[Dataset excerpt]
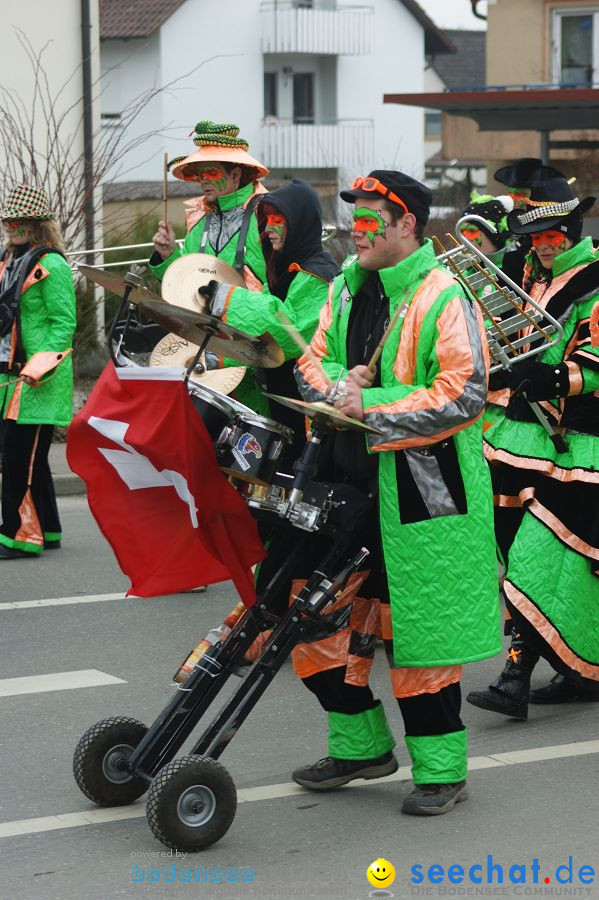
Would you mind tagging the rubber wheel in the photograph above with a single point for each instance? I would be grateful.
(191, 803)
(99, 759)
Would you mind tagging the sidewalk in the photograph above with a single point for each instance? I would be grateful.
(65, 481)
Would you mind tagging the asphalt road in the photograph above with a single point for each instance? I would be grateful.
(533, 785)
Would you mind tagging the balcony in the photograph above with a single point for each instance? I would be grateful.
(346, 143)
(288, 28)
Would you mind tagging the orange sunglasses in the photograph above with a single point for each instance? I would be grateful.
(373, 184)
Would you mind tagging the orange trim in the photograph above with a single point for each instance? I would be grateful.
(415, 681)
(318, 347)
(295, 267)
(34, 277)
(539, 465)
(540, 512)
(549, 632)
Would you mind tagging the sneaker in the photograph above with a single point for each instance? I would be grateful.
(12, 553)
(434, 799)
(330, 773)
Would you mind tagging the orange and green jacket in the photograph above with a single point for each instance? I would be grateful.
(442, 571)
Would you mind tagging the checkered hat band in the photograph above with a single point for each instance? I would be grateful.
(547, 210)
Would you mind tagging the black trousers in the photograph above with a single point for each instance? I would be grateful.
(24, 463)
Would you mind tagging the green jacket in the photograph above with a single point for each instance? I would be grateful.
(48, 320)
(442, 571)
(253, 257)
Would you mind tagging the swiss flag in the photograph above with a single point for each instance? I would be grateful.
(155, 489)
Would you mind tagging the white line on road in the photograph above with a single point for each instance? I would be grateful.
(62, 601)
(289, 789)
(56, 681)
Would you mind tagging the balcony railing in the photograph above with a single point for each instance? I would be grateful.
(347, 31)
(344, 143)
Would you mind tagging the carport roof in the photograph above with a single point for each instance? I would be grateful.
(506, 109)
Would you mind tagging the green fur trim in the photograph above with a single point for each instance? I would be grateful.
(439, 759)
(362, 736)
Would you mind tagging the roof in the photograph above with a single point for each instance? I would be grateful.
(134, 18)
(435, 40)
(566, 109)
(465, 68)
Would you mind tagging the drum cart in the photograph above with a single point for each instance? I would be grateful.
(192, 799)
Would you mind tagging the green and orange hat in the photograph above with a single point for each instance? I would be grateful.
(26, 202)
(216, 143)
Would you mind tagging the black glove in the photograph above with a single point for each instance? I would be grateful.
(539, 381)
(208, 291)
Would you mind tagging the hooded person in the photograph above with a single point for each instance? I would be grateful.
(298, 272)
(547, 521)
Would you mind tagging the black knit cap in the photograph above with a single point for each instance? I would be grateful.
(551, 205)
(416, 196)
(525, 171)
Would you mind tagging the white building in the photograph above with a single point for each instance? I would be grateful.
(304, 80)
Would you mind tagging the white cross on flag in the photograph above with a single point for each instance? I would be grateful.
(155, 489)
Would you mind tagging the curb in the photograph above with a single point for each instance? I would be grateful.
(66, 485)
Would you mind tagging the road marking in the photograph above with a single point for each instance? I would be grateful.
(288, 789)
(56, 681)
(62, 601)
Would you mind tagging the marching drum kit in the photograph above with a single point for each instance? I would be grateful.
(192, 799)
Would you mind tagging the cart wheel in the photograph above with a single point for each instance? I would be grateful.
(99, 763)
(191, 803)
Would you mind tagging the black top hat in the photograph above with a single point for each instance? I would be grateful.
(524, 172)
(551, 205)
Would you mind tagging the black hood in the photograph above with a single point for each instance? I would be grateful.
(300, 204)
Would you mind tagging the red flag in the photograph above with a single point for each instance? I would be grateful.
(155, 489)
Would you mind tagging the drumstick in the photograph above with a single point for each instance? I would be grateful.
(304, 347)
(381, 344)
(165, 189)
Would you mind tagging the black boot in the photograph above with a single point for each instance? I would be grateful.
(509, 693)
(561, 690)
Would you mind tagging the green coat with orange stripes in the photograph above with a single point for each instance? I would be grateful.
(441, 570)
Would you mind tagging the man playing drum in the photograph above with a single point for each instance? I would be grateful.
(432, 563)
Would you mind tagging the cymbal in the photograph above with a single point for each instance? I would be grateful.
(173, 350)
(194, 270)
(263, 351)
(324, 413)
(116, 284)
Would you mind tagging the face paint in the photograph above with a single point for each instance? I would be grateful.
(15, 227)
(215, 175)
(369, 222)
(277, 223)
(474, 235)
(556, 239)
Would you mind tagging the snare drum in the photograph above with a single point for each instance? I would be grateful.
(251, 450)
(216, 410)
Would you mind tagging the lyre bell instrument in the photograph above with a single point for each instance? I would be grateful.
(517, 327)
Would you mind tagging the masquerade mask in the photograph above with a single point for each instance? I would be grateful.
(215, 175)
(555, 239)
(276, 222)
(369, 222)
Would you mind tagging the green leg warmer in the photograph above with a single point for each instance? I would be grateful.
(439, 759)
(364, 735)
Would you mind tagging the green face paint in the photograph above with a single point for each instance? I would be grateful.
(369, 222)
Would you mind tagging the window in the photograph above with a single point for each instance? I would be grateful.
(432, 124)
(303, 98)
(576, 47)
(271, 106)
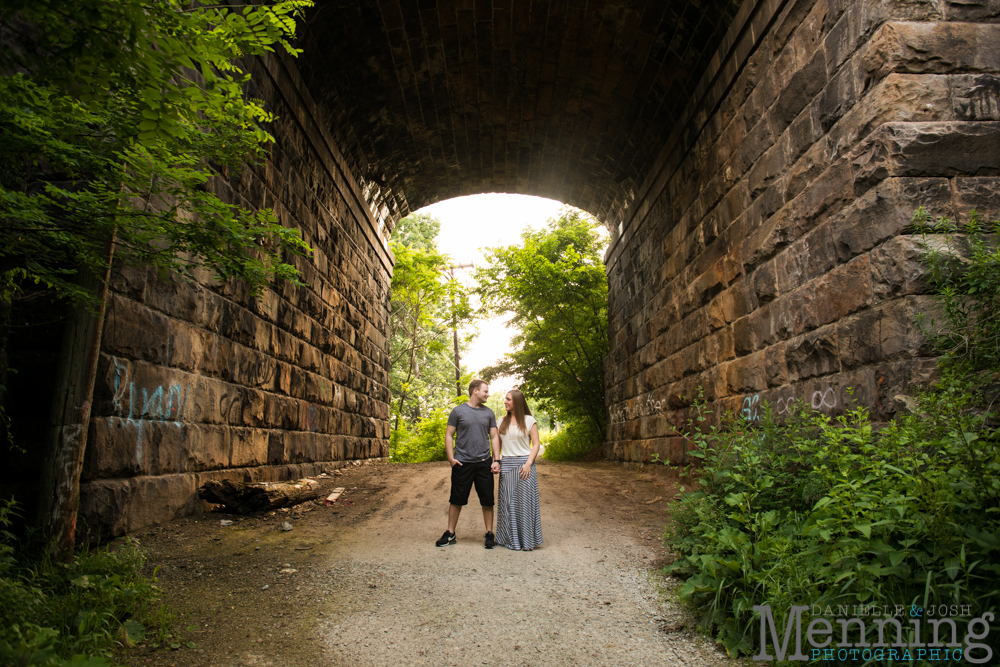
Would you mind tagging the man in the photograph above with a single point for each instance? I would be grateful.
(471, 459)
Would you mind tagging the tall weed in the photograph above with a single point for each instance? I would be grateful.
(80, 613)
(572, 441)
(424, 443)
(824, 511)
(833, 512)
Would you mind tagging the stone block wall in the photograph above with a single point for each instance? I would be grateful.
(201, 380)
(768, 256)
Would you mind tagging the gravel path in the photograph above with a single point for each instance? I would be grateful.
(374, 590)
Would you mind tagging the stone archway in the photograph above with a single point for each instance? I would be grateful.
(756, 162)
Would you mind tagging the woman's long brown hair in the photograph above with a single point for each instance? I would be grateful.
(520, 410)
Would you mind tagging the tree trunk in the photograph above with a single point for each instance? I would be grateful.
(66, 439)
(242, 498)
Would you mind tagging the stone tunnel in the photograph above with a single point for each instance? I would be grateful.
(757, 164)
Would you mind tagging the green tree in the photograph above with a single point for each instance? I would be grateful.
(554, 286)
(115, 117)
(425, 304)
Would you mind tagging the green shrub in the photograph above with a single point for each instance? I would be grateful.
(963, 262)
(833, 512)
(79, 613)
(824, 511)
(573, 440)
(424, 443)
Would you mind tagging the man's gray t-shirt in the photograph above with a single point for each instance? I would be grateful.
(472, 432)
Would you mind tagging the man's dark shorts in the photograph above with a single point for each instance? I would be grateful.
(465, 475)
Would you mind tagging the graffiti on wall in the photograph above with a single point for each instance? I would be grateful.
(624, 412)
(824, 399)
(137, 406)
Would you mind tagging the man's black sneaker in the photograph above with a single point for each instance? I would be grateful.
(446, 539)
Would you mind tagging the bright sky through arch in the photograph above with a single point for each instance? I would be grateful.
(485, 221)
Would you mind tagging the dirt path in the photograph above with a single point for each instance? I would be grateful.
(361, 583)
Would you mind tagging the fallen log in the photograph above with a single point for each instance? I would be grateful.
(244, 498)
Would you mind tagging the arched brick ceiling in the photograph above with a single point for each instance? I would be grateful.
(567, 99)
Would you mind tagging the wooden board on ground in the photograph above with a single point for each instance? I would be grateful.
(243, 498)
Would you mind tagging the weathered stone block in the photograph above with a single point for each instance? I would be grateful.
(809, 257)
(981, 194)
(888, 331)
(898, 97)
(935, 47)
(800, 91)
(928, 149)
(842, 291)
(249, 447)
(793, 313)
(886, 211)
(976, 96)
(898, 268)
(814, 354)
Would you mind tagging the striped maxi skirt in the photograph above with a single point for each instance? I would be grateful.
(519, 521)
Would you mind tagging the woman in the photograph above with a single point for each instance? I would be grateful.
(519, 522)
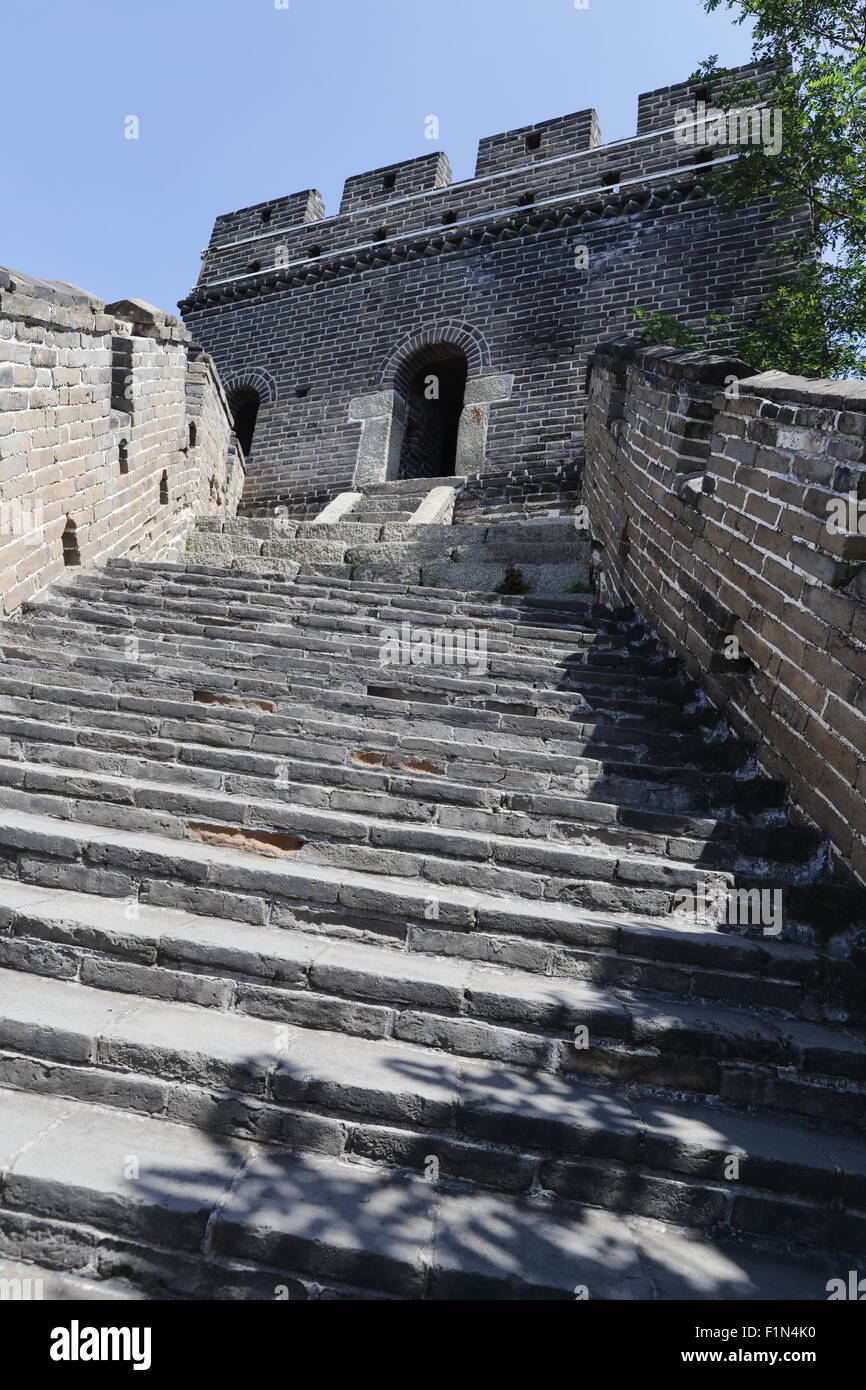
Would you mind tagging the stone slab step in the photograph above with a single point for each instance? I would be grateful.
(466, 1009)
(391, 1101)
(280, 805)
(548, 937)
(313, 838)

PROBLEM DETAILS: Transcribe the entries word for word, from the line containing "Would you mind tagging the wooden" through the end of the entries, including both of those lines. Omit the pictures from your copy.

WORKED ANSWER:
Would you mind tagging the wooden board on ground in the photograph above with a single point for each instance? I would be grateful.
(243, 498)
Would you mind tagging the weathered stone block in the photograph above with a single point for each instance? I would be grateful.
(809, 257)
(981, 194)
(888, 331)
(898, 97)
(935, 47)
(800, 91)
(928, 149)
(842, 291)
(249, 447)
(793, 313)
(886, 211)
(976, 96)
(898, 268)
(814, 354)
Would you mind tagging the striped maxi skirt in the photograph above with a single point for each instance? I would be grateful.
(519, 521)
Would you mind tagging the woman in the photograph above with a single point for each instance? I would be grateful.
(519, 522)
Would you mind tagging the stone slab step in the photograph above with a single point for each instance? I would be grateful.
(466, 1009)
(391, 1101)
(280, 805)
(548, 937)
(313, 838)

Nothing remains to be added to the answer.